▶ _Given records_:

__________________________________________________

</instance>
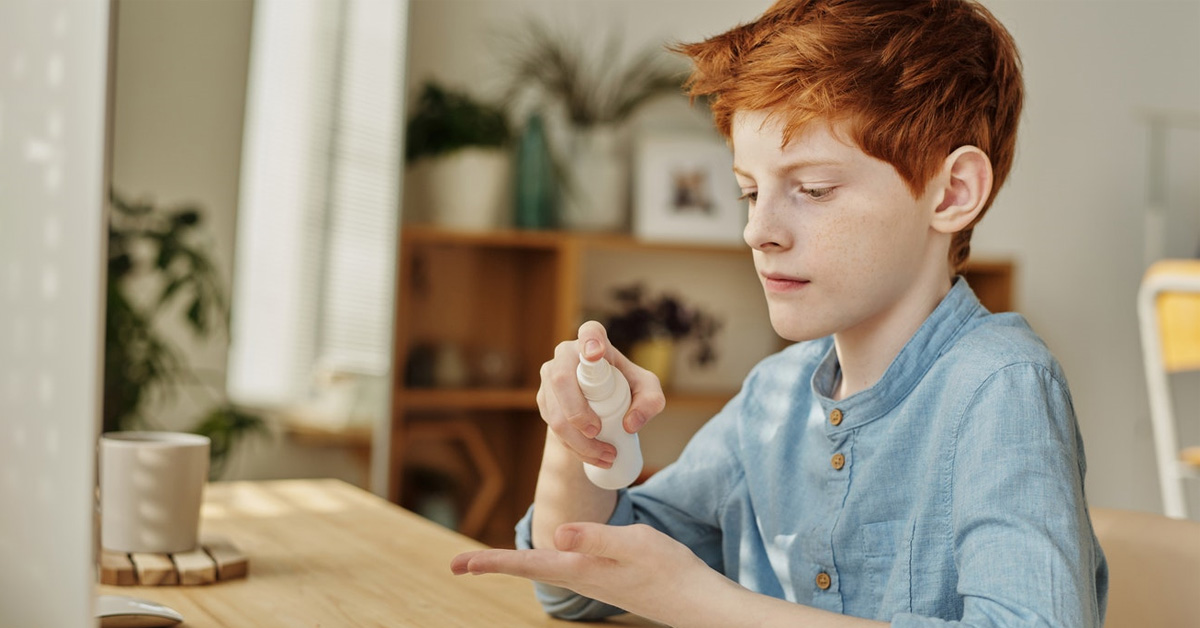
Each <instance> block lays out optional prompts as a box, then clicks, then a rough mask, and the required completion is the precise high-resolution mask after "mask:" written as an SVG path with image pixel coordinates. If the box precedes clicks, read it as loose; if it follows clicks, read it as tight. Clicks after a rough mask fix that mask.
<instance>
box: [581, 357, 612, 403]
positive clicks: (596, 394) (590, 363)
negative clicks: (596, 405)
mask: <svg viewBox="0 0 1200 628" xmlns="http://www.w3.org/2000/svg"><path fill="white" fill-rule="evenodd" d="M611 369H612V366H610V365H608V361H607V360H605V359H604V358H602V357H601V358H596V359H595V360H589V359H587V358H584V357H583V354H582V353H580V367H578V369H577V370H576V376H577V378H578V381H580V389H581V390H583V396H584V397H587V399H592V400H596V399H605V397H607V396H608V395H611V394H612V389H613V387H614V385H616V384H617V381H616V378H614V377H613V376H612V373H611V372H610V371H611Z"/></svg>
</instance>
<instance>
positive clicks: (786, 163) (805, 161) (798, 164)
mask: <svg viewBox="0 0 1200 628" xmlns="http://www.w3.org/2000/svg"><path fill="white" fill-rule="evenodd" d="M820 166H833V167H839V166H845V163H842V162H840V161H838V160H800V161H793V162H790V163H784V165H782V166H779V167H778V168H774V172H775V173H776V174H787V173H790V172H794V171H803V169H805V168H816V167H820ZM733 173H734V174H740V175H742V177H750V173H748V172H745V171H743V169H742V168H738V167H737V165H734V166H733Z"/></svg>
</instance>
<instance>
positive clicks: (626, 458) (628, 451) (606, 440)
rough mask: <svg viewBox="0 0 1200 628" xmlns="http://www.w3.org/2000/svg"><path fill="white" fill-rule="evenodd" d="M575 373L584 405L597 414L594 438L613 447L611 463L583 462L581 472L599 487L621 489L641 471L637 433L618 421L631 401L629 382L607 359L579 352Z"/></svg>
mask: <svg viewBox="0 0 1200 628" xmlns="http://www.w3.org/2000/svg"><path fill="white" fill-rule="evenodd" d="M575 375H576V378H577V379H578V381H580V389H581V390H583V396H584V397H586V399H587V400H588V405H589V406H592V409H593V411H594V412H595V413H596V414H599V415H600V433H598V435H596V439H598V441H602V442H606V443H608V444H611V445H613V447H616V448H617V457H616V459H614V460H613V462H612V467H610V468H601V467H598V466H595V465H589V463H587V462H584V463H583V472H584V473H587V476H588V479H589V480H592V484H595V485H596V486H600V488H601V489H611V490H616V489H624V488H625V486H629V485H630V484H632V483H634V480H636V479H637V477H638V476H640V474H641V473H642V448H641V444H640V443H638V442H637V435H636V433H629V432H626V431H625V427H624V426H623V425H622V420H623V419H624V418H625V413H626V412H629V405H630V401H631V397H630V393H629V382H628V381H626V379H625V376H624V375H620V371H618V370H617V367H616V366H613V365H611V364H608V360H606V359H604V358H598V359H596V360H589V359H587V358H584V357H583V355H582V354H581V355H580V366H578V367H577V369H576V370H575Z"/></svg>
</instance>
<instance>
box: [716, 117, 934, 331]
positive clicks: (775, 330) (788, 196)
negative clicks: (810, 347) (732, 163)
mask: <svg viewBox="0 0 1200 628" xmlns="http://www.w3.org/2000/svg"><path fill="white" fill-rule="evenodd" d="M844 137H845V138H846V139H842V138H844ZM732 139H733V169H734V175H736V177H737V179H738V185H739V186H740V187H742V192H743V195H744V196H745V198H746V199H748V203H749V221H748V225H746V228H745V233H744V235H745V241H746V244H749V245H750V247H751V249H754V261H755V268H756V269H757V270H758V277H760V280H761V281H762V286H763V291H764V292H766V295H767V306H768V310H769V312H770V323H772V327H774V328H775V333H778V334H779V335H780V336H782V337H785V339H788V340H792V341H802V340H811V339H817V337H823V336H827V335H830V334H856V333H865V334H870V331H871V330H875V329H883V328H886V327H888V322H889V321H890V319H893V318H895V317H900V316H905V313H904V312H906V311H907V310H906V307H905V305H906V301H905V299H906V297H910V299H911V298H912V297H911V295H910V292H914V291H910V289H908V288H910V287H912V286H913V285H914V283H917V282H918V281H919V280H920V279H923V277H928V276H929V275H926V273H931V271H936V269H937V268H938V264H937V261H938V259H937V256H938V255H942V253H938V247H937V246H936V245H935V240H936V233H935V232H934V231H932V228H931V227H930V221H931V217H932V215H934V209H935V207H936V202H935V199H934V198H931V196H932V195H931V193H930V192H926V195H925V196H923V197H922V198H913V197H912V193H911V192H910V191H908V187H907V186H906V185H905V183H904V180H902V179H901V178H900V175H899V174H898V173H896V171H895V168H893V167H892V166H890V165H889V163H887V162H884V161H880V160H877V159H875V157H871V156H869V155H866V154H865V152H863V151H862V150H860V149H859V148H857V146H854V145H853V143H852V142H851V140H850V139H848V136H845V134H836V133H835V132H834V130H833V128H830V126H829V125H827V124H822V122H814V124H810V125H808V126H806V127H804V128H803V131H802V132H800V133H798V134H794V136H793V138H792V140H791V142H790V143H788V144H787V145H786V146H784V145H782V126H781V125H779V124H778V122H776V121H775V119H772V118H768V116H767V114H766V113H763V112H738V113H737V114H734V118H733V125H732ZM929 187H930V190H932V189H934V186H929ZM943 267H944V264H943ZM926 313H928V312H926Z"/></svg>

__________________________________________________

▶ _Instructions to follow_: For this exercise, return the material word for word and drop each image.

▶ _Task output_:
</instance>
Each <instance> block lays out optional prompts as a box, then clicks, then a rough mask, and the required completion is the precise high-resolution mask after "mask:" written as an SVG path with image pixel coordinates. If the box precedes clicks, read it as loose; if it follows clicks, read it as tight. Clicks after a rough mask fix that mask.
<instance>
box: [581, 357, 612, 403]
positive clicks: (596, 394) (590, 363)
negative clicks: (596, 405)
mask: <svg viewBox="0 0 1200 628" xmlns="http://www.w3.org/2000/svg"><path fill="white" fill-rule="evenodd" d="M611 369H612V366H610V365H608V361H607V360H605V359H604V358H602V357H601V358H596V359H595V360H589V359H587V358H584V357H583V354H582V353H580V367H578V369H577V370H576V376H577V378H578V381H580V389H581V390H583V396H584V397H587V399H592V400H596V399H605V397H607V396H608V395H611V394H612V389H613V387H614V385H616V384H617V381H616V378H614V377H613V376H612V373H611V372H610V371H611Z"/></svg>
</instance>
<instance>
positive clicks: (786, 163) (805, 161) (798, 164)
mask: <svg viewBox="0 0 1200 628" xmlns="http://www.w3.org/2000/svg"><path fill="white" fill-rule="evenodd" d="M820 166H833V167H839V166H845V163H842V162H840V161H838V160H800V161H793V162H790V163H784V165H782V166H779V167H778V168H774V172H775V173H776V174H787V173H790V172H794V171H803V169H805V168H816V167H820ZM733 173H734V174H740V175H742V177H750V173H748V172H745V171H743V169H742V168H738V167H737V165H734V166H733Z"/></svg>
</instance>
<instance>
positive clicks: (626, 458) (628, 451) (606, 440)
rough mask: <svg viewBox="0 0 1200 628" xmlns="http://www.w3.org/2000/svg"><path fill="white" fill-rule="evenodd" d="M575 373L584 405L597 414L594 438L613 447L611 463L583 462L581 472L599 487L621 489L641 471L637 433L618 421L631 401L629 382L607 359L579 352Z"/></svg>
mask: <svg viewBox="0 0 1200 628" xmlns="http://www.w3.org/2000/svg"><path fill="white" fill-rule="evenodd" d="M575 375H576V378H577V379H578V381H580V389H581V390H583V396H584V397H586V399H587V400H588V405H589V406H592V409H593V411H594V412H595V413H596V414H599V415H600V433H598V435H596V439H598V441H602V442H606V443H608V444H611V445H613V447H616V448H617V457H616V459H614V460H613V462H612V467H610V468H601V467H598V466H595V465H589V463H587V462H584V463H583V472H584V473H587V476H588V479H589V480H592V484H595V485H596V486H600V488H601V489H611V490H616V489H624V488H625V486H629V485H630V484H632V483H634V480H636V479H637V477H638V476H640V474H641V473H642V448H641V444H640V443H638V442H637V435H636V433H629V432H626V431H625V427H624V426H623V425H622V420H623V419H624V418H625V413H626V412H629V405H630V401H631V397H630V393H629V382H628V381H626V379H625V376H624V375H620V371H618V370H617V367H616V366H613V365H611V364H608V360H606V359H604V358H598V359H596V360H589V359H587V358H584V357H583V355H582V354H581V355H580V366H578V367H577V369H576V370H575Z"/></svg>
</instance>
<instance>
box: [716, 117, 934, 331]
positive clicks: (775, 330) (788, 196)
negative clicks: (810, 347) (732, 163)
mask: <svg viewBox="0 0 1200 628" xmlns="http://www.w3.org/2000/svg"><path fill="white" fill-rule="evenodd" d="M844 137H845V138H846V139H842V138H844ZM732 139H733V169H734V175H736V177H737V179H738V185H739V186H740V187H742V192H743V195H744V196H745V198H746V199H748V203H749V221H748V225H746V228H745V233H744V235H745V241H746V244H749V245H750V247H751V249H754V261H755V268H756V269H757V270H758V277H760V280H761V281H762V286H763V291H764V292H766V295H767V306H768V310H769V312H770V323H772V327H774V328H775V333H778V334H779V335H780V336H782V337H785V339H788V340H792V341H802V340H811V339H817V337H823V336H827V335H830V334H856V333H865V334H870V331H871V330H875V329H883V328H886V327H888V322H889V321H890V319H893V318H895V317H900V316H905V313H904V312H906V311H907V310H906V307H905V305H906V301H905V299H906V297H910V299H911V298H912V297H911V295H910V292H914V291H910V289H908V288H910V287H912V286H913V285H914V283H917V282H918V281H919V280H920V279H923V277H928V276H929V275H926V273H931V271H936V269H937V268H938V264H937V261H938V259H937V256H938V255H942V253H938V247H937V246H936V245H935V240H936V233H935V232H934V231H932V228H931V227H930V221H931V217H932V215H934V209H935V207H936V202H935V199H934V198H931V196H932V195H931V193H930V192H926V195H925V196H923V197H922V198H913V197H912V193H911V192H910V191H908V187H907V186H906V185H905V183H904V180H902V179H901V178H900V175H899V174H898V173H896V171H895V168H893V167H892V166H890V165H889V163H887V162H884V161H880V160H877V159H875V157H871V156H869V155H866V154H865V152H863V151H862V150H860V149H859V148H857V146H854V145H853V143H852V142H851V140H850V139H848V136H845V134H836V133H835V132H834V130H833V128H830V126H829V125H827V124H822V122H814V124H810V125H808V126H806V127H804V128H803V131H802V132H800V133H798V134H794V136H793V138H792V140H791V142H790V143H788V144H787V145H786V146H784V145H782V126H781V125H779V124H778V122H776V121H775V119H772V118H768V116H767V114H766V113H763V112H738V113H737V114H734V118H733V125H732ZM929 187H930V190H932V189H934V186H929ZM943 267H944V264H943ZM926 313H928V312H926Z"/></svg>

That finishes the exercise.